[Opening Input data section]
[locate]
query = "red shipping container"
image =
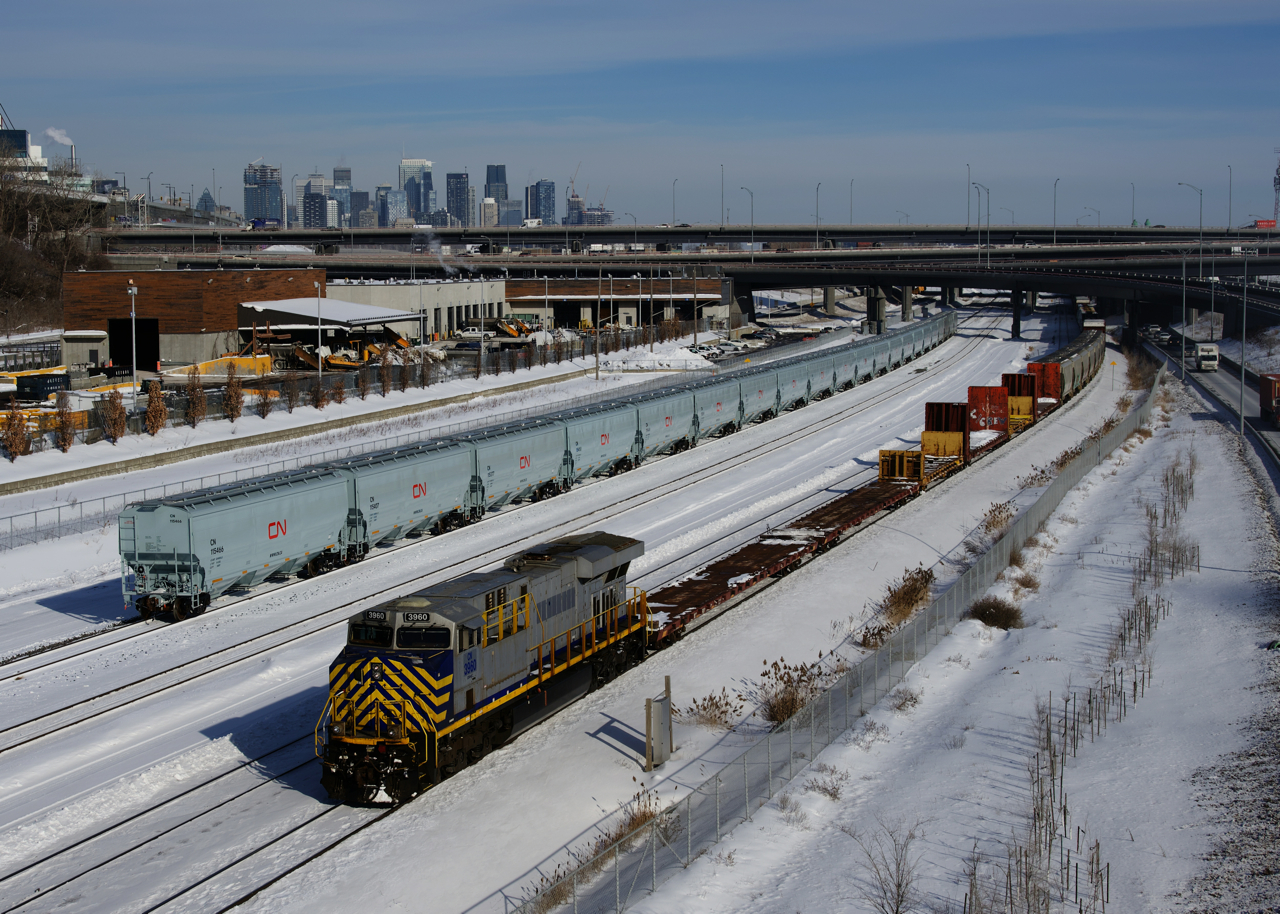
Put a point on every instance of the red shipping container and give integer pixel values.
(1048, 379)
(988, 410)
(945, 416)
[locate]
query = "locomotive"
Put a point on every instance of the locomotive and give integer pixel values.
(432, 681)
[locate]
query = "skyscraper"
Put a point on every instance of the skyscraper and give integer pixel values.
(460, 197)
(264, 192)
(496, 182)
(540, 201)
(419, 170)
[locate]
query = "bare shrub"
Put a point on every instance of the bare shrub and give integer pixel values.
(233, 398)
(1036, 478)
(868, 735)
(997, 519)
(997, 612)
(17, 439)
(891, 865)
(1027, 581)
(289, 389)
(158, 414)
(64, 433)
(114, 417)
(904, 699)
(196, 403)
(906, 594)
(717, 712)
(785, 689)
(827, 780)
(319, 396)
(263, 405)
(791, 812)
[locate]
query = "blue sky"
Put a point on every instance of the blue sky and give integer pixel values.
(897, 97)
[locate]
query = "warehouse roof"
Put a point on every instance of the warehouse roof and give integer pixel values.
(333, 310)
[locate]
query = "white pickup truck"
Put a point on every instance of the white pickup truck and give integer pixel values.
(1206, 356)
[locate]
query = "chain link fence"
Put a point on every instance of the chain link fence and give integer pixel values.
(672, 839)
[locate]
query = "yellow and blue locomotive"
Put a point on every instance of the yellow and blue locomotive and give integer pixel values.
(432, 681)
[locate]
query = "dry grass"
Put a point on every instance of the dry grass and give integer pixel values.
(714, 712)
(904, 699)
(906, 594)
(827, 780)
(997, 612)
(785, 689)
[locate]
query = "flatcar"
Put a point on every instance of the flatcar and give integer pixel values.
(430, 682)
(181, 553)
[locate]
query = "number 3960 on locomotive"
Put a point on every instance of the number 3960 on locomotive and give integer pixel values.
(430, 682)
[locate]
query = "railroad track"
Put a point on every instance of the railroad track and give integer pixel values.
(46, 723)
(110, 833)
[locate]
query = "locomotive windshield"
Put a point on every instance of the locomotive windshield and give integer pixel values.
(432, 639)
(370, 635)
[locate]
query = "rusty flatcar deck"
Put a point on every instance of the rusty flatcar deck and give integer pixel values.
(771, 554)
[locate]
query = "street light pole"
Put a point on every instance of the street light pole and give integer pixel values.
(816, 220)
(1055, 209)
(133, 339)
(1183, 183)
(319, 338)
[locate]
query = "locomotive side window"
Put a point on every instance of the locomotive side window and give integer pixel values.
(370, 635)
(430, 639)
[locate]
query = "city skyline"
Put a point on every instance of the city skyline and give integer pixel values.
(897, 101)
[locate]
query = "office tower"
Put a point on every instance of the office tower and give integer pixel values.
(540, 201)
(496, 182)
(458, 196)
(342, 196)
(510, 213)
(417, 170)
(264, 192)
(397, 206)
(315, 210)
(380, 204)
(359, 204)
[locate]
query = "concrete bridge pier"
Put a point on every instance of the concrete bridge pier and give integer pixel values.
(876, 307)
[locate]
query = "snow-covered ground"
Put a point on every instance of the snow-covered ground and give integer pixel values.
(487, 831)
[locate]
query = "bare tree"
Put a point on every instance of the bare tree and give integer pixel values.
(156, 415)
(891, 865)
(17, 439)
(114, 417)
(233, 400)
(65, 432)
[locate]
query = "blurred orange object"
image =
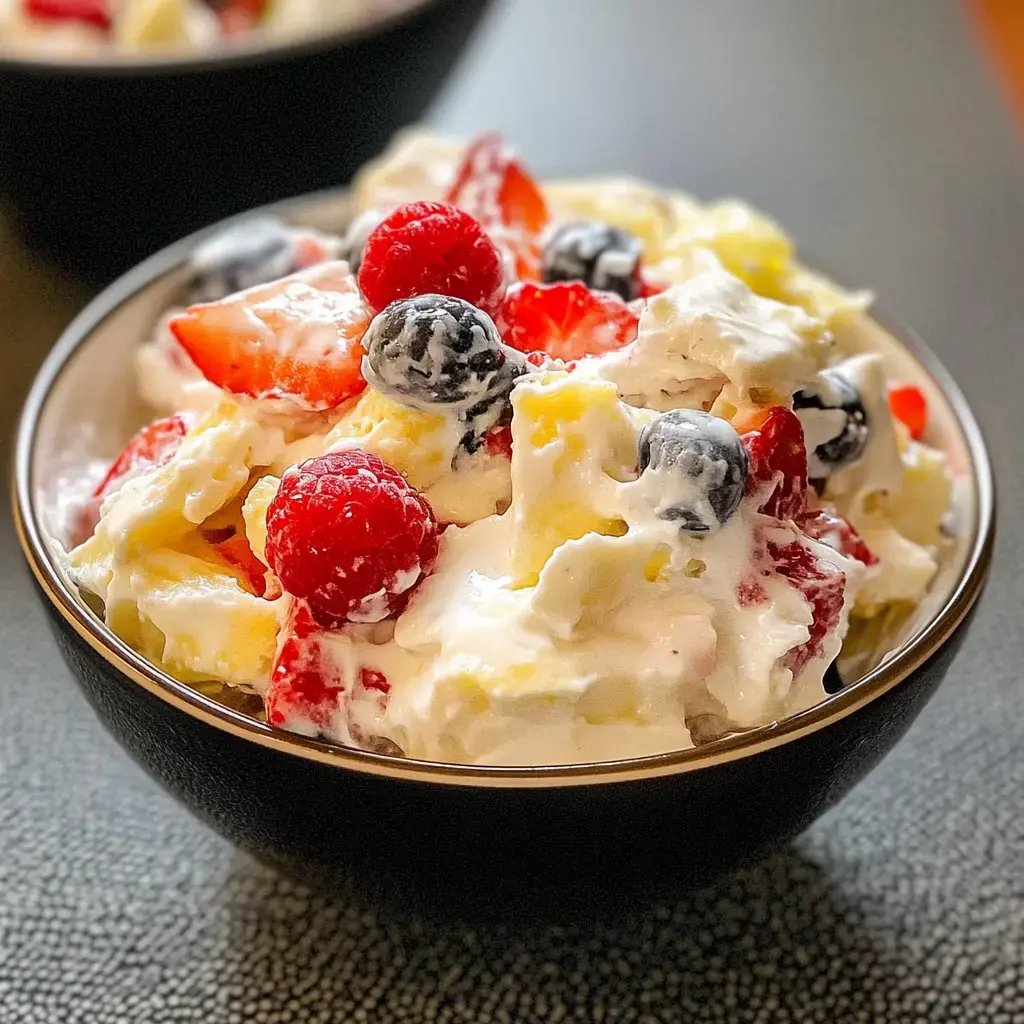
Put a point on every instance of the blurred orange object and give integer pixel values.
(1001, 25)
[Closing Input data section]
*What is needed*
A verbatim copy of the data, pictures removed, is the expected result.

*Response area*
[locate]
query = "red shipping container"
image =
Put a point on every instance of the red shipping container and give integer pixel values.
(1048, 379)
(988, 410)
(945, 416)
[locate]
query = "locomotive"
Put a point on every instance of the locomotive and give integer pixel values.
(432, 681)
[locate]
query = "skyscraper"
Put a point on every instance of the skyscraper and give integer pixel values.
(460, 197)
(264, 192)
(496, 182)
(540, 201)
(419, 170)
[locate]
query = "bare shrub"
Put a point on every instance of the bare shrub and give integer pixel values.
(233, 398)
(1036, 478)
(868, 735)
(997, 519)
(997, 612)
(17, 439)
(891, 865)
(1027, 581)
(289, 389)
(158, 414)
(64, 433)
(114, 417)
(904, 699)
(196, 403)
(906, 594)
(717, 712)
(785, 689)
(827, 780)
(319, 396)
(263, 405)
(791, 812)
[locate]
query = "blue sky"
Put a point on every instance of the blue sky and give integer pixel values.
(897, 97)
[locate]
query = "warehouse roof"
Put a point on every instance of the warehouse roof and give integer pixel values.
(333, 310)
[locate]
query = "white pickup truck"
Put a point on every instance of the white pickup truck and give integer pixel values.
(1206, 356)
[locate]
query = "chain link fence"
Put a point on every instance of the chain link fence and give integer pixel values.
(672, 839)
[locate]
query = "yellow and blue locomotive"
Put a point on every instance of the yellow and blue locomotive and give integer pixel values.
(432, 681)
[locate]
query = "dry grass"
Put a point on every instance of the dry grass and give integer pixel values.
(714, 712)
(904, 699)
(906, 594)
(827, 780)
(997, 612)
(785, 689)
[locate]
query = "flatcar"
Put a point on every instance of the flatcar and give integer pixel values.
(430, 682)
(181, 553)
[locate]
query = "number 3960 on locomotive"
Put a point on every instance of the number 3960 on locomotive and give integer pixel values.
(430, 682)
[locate]
query = "railroad track"
Put a point on every instance of the railroad track and give integer pixel values.
(46, 723)
(110, 833)
[locate]
query = "locomotive windshield"
Put a point on every instance of the locomotive windshield and give integer pixel values.
(432, 639)
(370, 635)
[locate]
query = "rusty flatcar deck"
Put a point on every instance of the rusty flatcar deck and give integer pixel values.
(771, 554)
[locate]
query = "street light pole"
Put a point on every instance of the street light pole and give integer pixel values.
(816, 220)
(1055, 209)
(133, 339)
(1183, 183)
(319, 338)
[locate]
query = "locomotive side window"
Put a point on every instance of the locomotive side window and give integer pixel values.
(370, 635)
(430, 639)
[locate]
query = "city skyline"
Put a point on every instance of the city skyline and give integer pixel values.
(897, 101)
[locate]
query = "office tower"
Put a point on every instance of the office tower and give integer pixel values.
(540, 201)
(496, 182)
(458, 196)
(342, 196)
(510, 213)
(417, 170)
(264, 192)
(397, 206)
(315, 210)
(380, 204)
(359, 204)
[locate]
query = "concrete bridge pier"
Put a point on every instance of the concrete bridge pier and give integer pixel values.
(876, 307)
[locate]
query = "snow-covered ground"
Put a point on every instance of the snow-covered ground and give integer pixel values.
(487, 831)
[locate]
query = "bare tree"
Put a point on every instance of the bare tree and give integer pixel values.
(156, 415)
(891, 865)
(17, 439)
(114, 417)
(233, 400)
(65, 432)
[locate]
query = "blurred orange object"
image =
Put a point on every instance of the blurred orange object and give integer pixel values.
(1001, 25)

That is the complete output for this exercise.